EXERCISE INSTRUCTIONS:
What is needed here is an exact copy of all the records below.
═════ DATASET RECORDS
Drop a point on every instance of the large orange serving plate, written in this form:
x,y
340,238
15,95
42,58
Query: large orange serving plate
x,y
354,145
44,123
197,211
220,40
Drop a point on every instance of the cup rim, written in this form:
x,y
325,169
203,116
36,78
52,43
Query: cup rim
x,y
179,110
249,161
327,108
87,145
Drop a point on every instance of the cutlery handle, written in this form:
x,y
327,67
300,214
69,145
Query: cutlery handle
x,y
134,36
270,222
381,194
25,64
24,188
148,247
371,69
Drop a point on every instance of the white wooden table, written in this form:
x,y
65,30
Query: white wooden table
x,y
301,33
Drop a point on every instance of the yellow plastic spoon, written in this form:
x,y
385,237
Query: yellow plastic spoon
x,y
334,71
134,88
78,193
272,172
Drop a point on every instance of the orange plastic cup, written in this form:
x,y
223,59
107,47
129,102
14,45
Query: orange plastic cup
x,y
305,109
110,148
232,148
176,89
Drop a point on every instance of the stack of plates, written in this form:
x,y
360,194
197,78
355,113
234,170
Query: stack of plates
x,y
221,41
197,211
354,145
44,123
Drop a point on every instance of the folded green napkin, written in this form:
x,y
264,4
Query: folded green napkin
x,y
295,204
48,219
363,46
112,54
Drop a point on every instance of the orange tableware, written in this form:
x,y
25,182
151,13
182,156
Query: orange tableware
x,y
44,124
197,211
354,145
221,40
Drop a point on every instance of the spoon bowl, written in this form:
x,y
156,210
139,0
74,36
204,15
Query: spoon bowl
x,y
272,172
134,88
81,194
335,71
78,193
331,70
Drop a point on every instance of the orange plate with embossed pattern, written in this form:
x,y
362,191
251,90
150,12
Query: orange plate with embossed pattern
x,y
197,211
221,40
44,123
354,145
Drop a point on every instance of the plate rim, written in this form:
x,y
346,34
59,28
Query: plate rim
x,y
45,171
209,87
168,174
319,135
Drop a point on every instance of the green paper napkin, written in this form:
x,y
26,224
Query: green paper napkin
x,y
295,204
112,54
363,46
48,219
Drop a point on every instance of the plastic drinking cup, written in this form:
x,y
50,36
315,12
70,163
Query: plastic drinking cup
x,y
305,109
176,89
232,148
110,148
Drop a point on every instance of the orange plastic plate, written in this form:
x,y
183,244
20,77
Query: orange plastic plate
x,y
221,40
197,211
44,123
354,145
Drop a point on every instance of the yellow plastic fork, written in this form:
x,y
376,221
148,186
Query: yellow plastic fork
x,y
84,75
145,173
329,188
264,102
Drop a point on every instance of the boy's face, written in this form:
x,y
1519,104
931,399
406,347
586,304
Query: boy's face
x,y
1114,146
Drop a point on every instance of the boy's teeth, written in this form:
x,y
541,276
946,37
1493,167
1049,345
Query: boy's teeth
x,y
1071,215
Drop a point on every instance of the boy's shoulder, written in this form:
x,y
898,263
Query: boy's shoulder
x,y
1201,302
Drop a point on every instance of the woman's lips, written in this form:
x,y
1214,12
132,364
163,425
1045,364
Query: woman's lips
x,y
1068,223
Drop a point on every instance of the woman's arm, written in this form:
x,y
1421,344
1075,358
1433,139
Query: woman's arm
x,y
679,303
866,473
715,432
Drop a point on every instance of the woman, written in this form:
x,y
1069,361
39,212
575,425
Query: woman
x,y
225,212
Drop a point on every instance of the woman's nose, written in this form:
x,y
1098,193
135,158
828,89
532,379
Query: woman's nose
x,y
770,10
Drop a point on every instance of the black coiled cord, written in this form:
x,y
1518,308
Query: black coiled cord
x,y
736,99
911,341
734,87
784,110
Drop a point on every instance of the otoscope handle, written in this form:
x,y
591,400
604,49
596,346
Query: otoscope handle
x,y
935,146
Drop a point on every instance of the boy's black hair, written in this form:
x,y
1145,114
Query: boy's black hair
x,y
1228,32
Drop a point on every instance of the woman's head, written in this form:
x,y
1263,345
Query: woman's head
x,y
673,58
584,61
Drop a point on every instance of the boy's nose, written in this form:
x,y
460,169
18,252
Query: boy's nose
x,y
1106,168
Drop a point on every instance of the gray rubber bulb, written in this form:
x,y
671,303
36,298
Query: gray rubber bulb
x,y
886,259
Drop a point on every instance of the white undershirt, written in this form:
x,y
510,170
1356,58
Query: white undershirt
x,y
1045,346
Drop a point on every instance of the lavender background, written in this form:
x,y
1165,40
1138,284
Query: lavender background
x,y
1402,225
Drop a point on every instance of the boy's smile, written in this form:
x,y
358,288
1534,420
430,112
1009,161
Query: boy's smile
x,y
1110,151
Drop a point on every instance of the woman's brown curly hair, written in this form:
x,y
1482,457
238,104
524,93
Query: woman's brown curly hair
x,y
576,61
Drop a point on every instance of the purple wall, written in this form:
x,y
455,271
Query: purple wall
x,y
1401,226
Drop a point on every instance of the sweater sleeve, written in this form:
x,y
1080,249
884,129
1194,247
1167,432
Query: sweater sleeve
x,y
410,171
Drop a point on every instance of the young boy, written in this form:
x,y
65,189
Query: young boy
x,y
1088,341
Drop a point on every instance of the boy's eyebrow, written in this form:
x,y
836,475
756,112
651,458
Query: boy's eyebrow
══════════
EXPECTED OUTPUT:
Drop a point on every instance of the large orange serving plate, written in this form:
x,y
340,238
15,95
42,58
Query: large orange serving plate
x,y
354,145
44,123
197,211
220,40
Drop a point on every instance of the cup rim, written in this form:
x,y
325,169
203,116
36,78
52,43
Query: cup rim
x,y
179,110
249,161
327,108
87,145
Drop a point on every instance of the cutlery handle, written in this form:
x,y
327,67
300,214
69,145
Query: cutlery handle
x,y
134,36
270,222
381,194
25,64
24,188
148,247
371,69
Drop a point on every instance of the white wooden table, written in this form:
x,y
65,30
Query: white wooden table
x,y
301,33
Drop a point on every instance of the yellow plastic spoon, written in this form:
x,y
385,237
Query: yellow plastic spoon
x,y
334,71
134,88
78,193
272,172
Drop a point on every instance of the orange plastic cup, written in this form:
x,y
223,59
107,47
129,102
14,45
Query: orange plastic cup
x,y
305,109
110,148
232,148
176,89
Drop a point on every instance of the stack of plates, written in this form:
x,y
360,194
197,78
355,113
234,170
Query: stack of plates
x,y
221,41
197,211
354,145
44,123
Drop a point on every instance of the folded green napkin, written in this form:
x,y
264,4
Query: folded green napkin
x,y
295,204
48,219
363,46
112,54
Drop a point on every instance of the orange tableware, written in this form:
x,y
25,182
151,13
182,156
Query: orange tableware
x,y
44,124
197,211
354,145
221,40
Drop a point on every instance of the spoon bowl, written in this form:
x,y
156,210
139,0
74,36
204,15
Query: spoon bowl
x,y
272,172
134,88
81,194
335,71
78,193
331,70
Drop a point on every instance of the orange plate with embossed pattern, written in this form:
x,y
362,191
251,90
150,12
Query: orange plate with embossed pattern
x,y
197,211
221,40
44,123
354,145
Drop a point on every instance of the plate rim, written in this form:
x,y
346,34
59,28
Query: plate rim
x,y
45,171
209,87
168,174
319,135
Drop a point on every instance of the green paper napkin, written in this form:
x,y
26,224
Query: green paper napkin
x,y
295,204
112,54
363,46
48,219
Drop a point on every instance of the plastic drinking cup, written in this form:
x,y
50,36
315,12
70,163
Query: plastic drinking cup
x,y
305,109
176,89
232,148
110,148
Drop a point on every instance of the orange plastic plate, written in this form:
x,y
183,244
20,77
Query: orange plastic plate
x,y
221,40
197,211
44,123
354,145
Drop a point on every instance of the yellow plastic fork, written in this form:
x,y
376,221
148,186
Query: yellow plastic fork
x,y
84,75
145,173
329,188
264,102
Drop a point on every instance of the boy's face, written in this form:
x,y
1519,104
931,399
406,347
586,304
Query: boy's face
x,y
1114,146
Drop a point on every instance of the boy's teeth, written in this form:
x,y
541,276
946,37
1493,167
1049,345
Query: boy's teeth
x,y
1071,215
Drop a point on every instance of the boy's shoulder, written in this form:
x,y
898,263
Query: boy's shoulder
x,y
1201,302
Drop a point on every instance of the woman's lips, written in this form:
x,y
1214,12
132,364
163,425
1045,364
Query: woman's lips
x,y
1068,223
Drop a point on every instance of the woman's arm, written in this form:
x,y
1421,344
1075,358
1433,139
Query: woman's arm
x,y
679,303
866,473
715,432
Drop a point on every instance of the woman, written in this form:
x,y
1069,361
39,212
575,425
Query: woman
x,y
225,212
Drop a point on every instance of the woman's nose, written in this form:
x,y
1098,193
135,158
828,89
532,379
Query: woman's nose
x,y
770,10
Drop a point on every instance of the black coiled cord, written in this form:
x,y
1518,308
Query: black coiled cord
x,y
736,99
911,341
734,87
784,110
Drop a point on every instance of the otoscope handle, written in this form:
x,y
591,400
604,49
596,346
Query: otoscope handle
x,y
935,146
Drop a point on every instance of the boy's black hair, written in this form:
x,y
1145,114
Query: boy's black hair
x,y
1228,32
Drop a point on every instance of the woman's head, written in this form:
x,y
1263,345
Query: woman's head
x,y
673,58
584,61
Drop a point on every instance of the boy's nose, written in this form:
x,y
460,169
18,252
Query: boy's nose
x,y
1106,168
Drop a point on every instance of the gray rubber bulb, written in this form:
x,y
671,303
36,298
Query: gray rubber bulb
x,y
886,259
Drop a point on every instance of the white undershirt, written in this form:
x,y
510,170
1356,58
Query: white undershirt
x,y
1045,346
Drop a point on every instance of the lavender background, written in this form:
x,y
1165,40
1138,284
Query: lavender background
x,y
1402,225
Drop a point on every instance of the boy's smile, written in this form:
x,y
358,288
1534,420
430,112
1009,161
Query: boy's smile
x,y
1110,151
Drop a point on every instance of the woman's brown curly hair, written in this form:
x,y
1482,457
238,104
524,93
Query: woman's brown curly hair
x,y
576,61
Drop a point on every instance of the purple wall, written in this form:
x,y
455,271
Query: purple wall
x,y
1401,226
Drop a point on every instance of the sweater sleeve, written in this form:
x,y
1080,249
884,129
1194,247
1167,432
Query: sweater sleeve
x,y
410,171
Drop a point on every instance of the young boy, written in this form:
x,y
65,189
Query: young boy
x,y
1088,341
Drop a point on every instance of the boy's eyebrow, written in this form:
x,y
836,475
756,112
651,458
Query: boy's eyebrow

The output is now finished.